> **TASK GOAL**
Count the lines in the records below that contain the string "woman", and reply with the number alone.

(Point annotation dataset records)
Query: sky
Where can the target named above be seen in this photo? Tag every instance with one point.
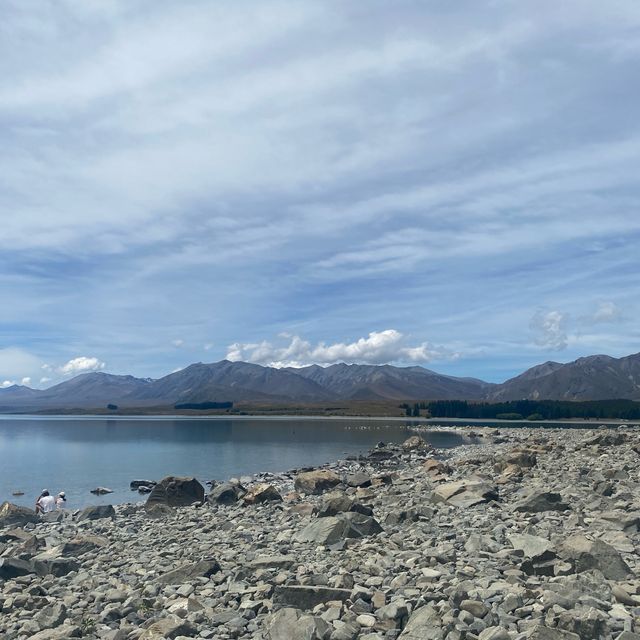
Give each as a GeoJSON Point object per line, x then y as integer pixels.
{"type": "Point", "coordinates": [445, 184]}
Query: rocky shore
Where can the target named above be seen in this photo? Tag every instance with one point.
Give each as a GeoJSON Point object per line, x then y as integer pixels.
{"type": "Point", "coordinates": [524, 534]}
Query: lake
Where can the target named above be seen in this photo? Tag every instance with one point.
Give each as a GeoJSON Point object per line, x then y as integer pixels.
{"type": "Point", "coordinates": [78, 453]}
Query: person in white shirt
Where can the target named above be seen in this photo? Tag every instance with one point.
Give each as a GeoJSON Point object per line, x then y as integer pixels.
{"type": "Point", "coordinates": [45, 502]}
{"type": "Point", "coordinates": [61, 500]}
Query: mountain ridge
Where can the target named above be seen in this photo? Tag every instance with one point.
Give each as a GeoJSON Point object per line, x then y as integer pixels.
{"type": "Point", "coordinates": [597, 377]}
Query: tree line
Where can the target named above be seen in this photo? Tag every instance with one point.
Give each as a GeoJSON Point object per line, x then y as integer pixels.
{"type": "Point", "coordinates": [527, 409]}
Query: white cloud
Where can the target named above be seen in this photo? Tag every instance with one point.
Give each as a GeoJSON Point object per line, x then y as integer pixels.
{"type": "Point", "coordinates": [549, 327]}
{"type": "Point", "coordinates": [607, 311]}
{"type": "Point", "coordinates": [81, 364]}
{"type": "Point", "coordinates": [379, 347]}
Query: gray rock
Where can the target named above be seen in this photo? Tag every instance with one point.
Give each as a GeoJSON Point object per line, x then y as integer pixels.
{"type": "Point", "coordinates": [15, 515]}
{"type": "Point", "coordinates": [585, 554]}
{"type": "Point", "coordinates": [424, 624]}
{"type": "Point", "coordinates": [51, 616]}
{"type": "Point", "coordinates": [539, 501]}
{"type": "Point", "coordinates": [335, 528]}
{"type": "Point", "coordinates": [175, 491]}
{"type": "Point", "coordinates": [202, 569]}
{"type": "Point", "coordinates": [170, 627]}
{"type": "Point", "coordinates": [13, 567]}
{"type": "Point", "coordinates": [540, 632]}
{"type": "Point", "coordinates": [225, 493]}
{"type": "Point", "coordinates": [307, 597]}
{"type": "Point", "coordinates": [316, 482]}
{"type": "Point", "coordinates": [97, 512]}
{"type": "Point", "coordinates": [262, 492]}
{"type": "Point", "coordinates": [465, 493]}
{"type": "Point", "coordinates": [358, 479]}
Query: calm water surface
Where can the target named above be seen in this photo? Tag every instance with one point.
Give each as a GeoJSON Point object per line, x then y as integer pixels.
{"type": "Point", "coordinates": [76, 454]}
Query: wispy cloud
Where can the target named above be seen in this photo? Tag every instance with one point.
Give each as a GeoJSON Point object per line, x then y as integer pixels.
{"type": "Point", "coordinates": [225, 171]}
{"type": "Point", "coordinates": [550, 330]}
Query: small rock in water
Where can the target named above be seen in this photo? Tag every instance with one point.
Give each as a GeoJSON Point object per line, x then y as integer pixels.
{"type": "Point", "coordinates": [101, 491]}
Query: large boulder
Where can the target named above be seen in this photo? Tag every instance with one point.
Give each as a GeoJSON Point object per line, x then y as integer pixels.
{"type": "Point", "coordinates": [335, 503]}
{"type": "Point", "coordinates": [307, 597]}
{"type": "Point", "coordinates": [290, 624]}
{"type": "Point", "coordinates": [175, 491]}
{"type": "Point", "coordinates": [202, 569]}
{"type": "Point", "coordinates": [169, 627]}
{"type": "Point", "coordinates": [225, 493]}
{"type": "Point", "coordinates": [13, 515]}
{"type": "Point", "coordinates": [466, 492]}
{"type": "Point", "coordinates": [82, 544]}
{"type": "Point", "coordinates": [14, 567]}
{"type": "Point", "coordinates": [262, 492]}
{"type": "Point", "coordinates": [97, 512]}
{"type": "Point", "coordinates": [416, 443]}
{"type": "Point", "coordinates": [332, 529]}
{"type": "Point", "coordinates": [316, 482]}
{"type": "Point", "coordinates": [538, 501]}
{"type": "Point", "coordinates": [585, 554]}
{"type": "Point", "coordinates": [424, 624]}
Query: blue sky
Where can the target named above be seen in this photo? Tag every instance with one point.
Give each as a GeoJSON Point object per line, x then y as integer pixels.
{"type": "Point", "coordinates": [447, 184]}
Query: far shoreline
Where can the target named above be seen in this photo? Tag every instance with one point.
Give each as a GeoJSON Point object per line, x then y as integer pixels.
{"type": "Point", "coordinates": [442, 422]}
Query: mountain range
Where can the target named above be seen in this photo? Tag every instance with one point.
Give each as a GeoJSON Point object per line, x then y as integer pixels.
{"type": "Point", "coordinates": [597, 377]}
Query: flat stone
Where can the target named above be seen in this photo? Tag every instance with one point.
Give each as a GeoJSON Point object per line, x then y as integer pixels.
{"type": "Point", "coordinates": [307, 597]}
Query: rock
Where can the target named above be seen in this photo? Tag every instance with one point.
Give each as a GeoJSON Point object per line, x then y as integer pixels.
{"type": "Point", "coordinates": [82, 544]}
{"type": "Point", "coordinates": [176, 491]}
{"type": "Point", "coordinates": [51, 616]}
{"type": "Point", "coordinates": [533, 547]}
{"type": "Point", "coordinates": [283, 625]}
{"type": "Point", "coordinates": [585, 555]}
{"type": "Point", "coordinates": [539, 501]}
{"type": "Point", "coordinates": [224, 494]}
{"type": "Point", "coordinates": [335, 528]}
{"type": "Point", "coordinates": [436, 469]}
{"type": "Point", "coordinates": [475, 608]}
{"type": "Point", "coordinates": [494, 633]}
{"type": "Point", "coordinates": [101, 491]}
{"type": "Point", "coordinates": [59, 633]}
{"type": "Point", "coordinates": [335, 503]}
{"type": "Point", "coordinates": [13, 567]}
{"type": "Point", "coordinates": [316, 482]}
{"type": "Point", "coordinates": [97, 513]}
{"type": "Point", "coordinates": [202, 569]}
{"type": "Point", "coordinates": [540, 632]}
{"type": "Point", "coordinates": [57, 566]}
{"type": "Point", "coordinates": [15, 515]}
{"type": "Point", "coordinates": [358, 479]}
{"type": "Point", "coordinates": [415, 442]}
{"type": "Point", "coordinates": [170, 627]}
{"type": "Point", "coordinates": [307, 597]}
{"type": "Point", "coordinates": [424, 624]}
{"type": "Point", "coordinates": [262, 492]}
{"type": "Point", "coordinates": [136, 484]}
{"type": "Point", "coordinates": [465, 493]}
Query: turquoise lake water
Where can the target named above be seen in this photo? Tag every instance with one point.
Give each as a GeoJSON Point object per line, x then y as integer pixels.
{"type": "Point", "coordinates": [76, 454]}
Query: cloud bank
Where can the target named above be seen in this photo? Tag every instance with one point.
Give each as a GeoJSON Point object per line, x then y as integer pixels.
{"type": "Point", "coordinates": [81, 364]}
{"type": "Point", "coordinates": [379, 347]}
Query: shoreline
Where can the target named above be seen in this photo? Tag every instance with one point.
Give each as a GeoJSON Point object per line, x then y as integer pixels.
...
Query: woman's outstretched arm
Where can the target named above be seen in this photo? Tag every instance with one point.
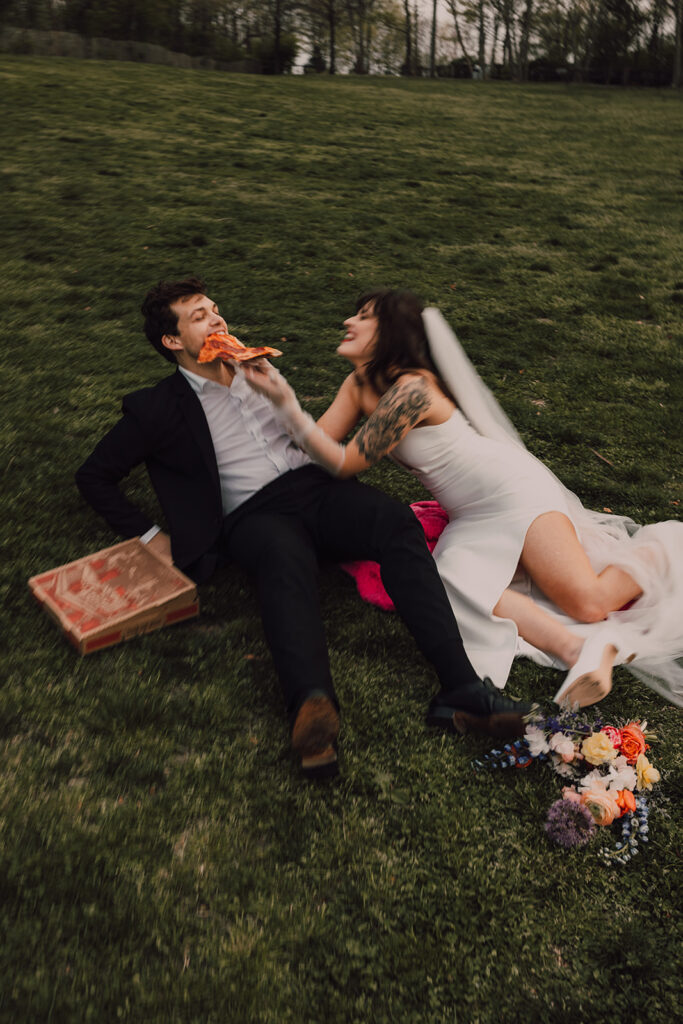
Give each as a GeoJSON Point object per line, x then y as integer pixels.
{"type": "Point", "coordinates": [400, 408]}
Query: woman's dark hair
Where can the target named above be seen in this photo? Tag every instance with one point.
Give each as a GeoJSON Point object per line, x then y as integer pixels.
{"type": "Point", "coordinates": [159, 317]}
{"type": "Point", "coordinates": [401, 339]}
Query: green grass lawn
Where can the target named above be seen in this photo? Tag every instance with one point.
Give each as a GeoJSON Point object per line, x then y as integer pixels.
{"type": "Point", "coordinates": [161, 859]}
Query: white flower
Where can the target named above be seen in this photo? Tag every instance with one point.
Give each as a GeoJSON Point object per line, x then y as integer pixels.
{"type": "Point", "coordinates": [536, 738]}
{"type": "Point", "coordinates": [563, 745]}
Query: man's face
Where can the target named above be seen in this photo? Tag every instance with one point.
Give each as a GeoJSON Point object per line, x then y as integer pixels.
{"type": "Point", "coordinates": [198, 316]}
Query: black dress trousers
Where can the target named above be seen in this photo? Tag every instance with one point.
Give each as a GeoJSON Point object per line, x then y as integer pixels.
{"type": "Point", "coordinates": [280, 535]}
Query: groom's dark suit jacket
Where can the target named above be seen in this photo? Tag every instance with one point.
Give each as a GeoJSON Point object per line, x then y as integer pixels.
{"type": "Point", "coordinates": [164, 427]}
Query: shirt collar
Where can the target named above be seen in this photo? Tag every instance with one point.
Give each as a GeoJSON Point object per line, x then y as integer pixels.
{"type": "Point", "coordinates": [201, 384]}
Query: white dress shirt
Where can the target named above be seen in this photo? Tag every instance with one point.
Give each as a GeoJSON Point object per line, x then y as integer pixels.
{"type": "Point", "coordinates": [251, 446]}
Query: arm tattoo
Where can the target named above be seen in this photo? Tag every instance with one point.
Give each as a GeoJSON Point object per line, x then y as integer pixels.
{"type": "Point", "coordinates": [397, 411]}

> **FINISHED TASK**
2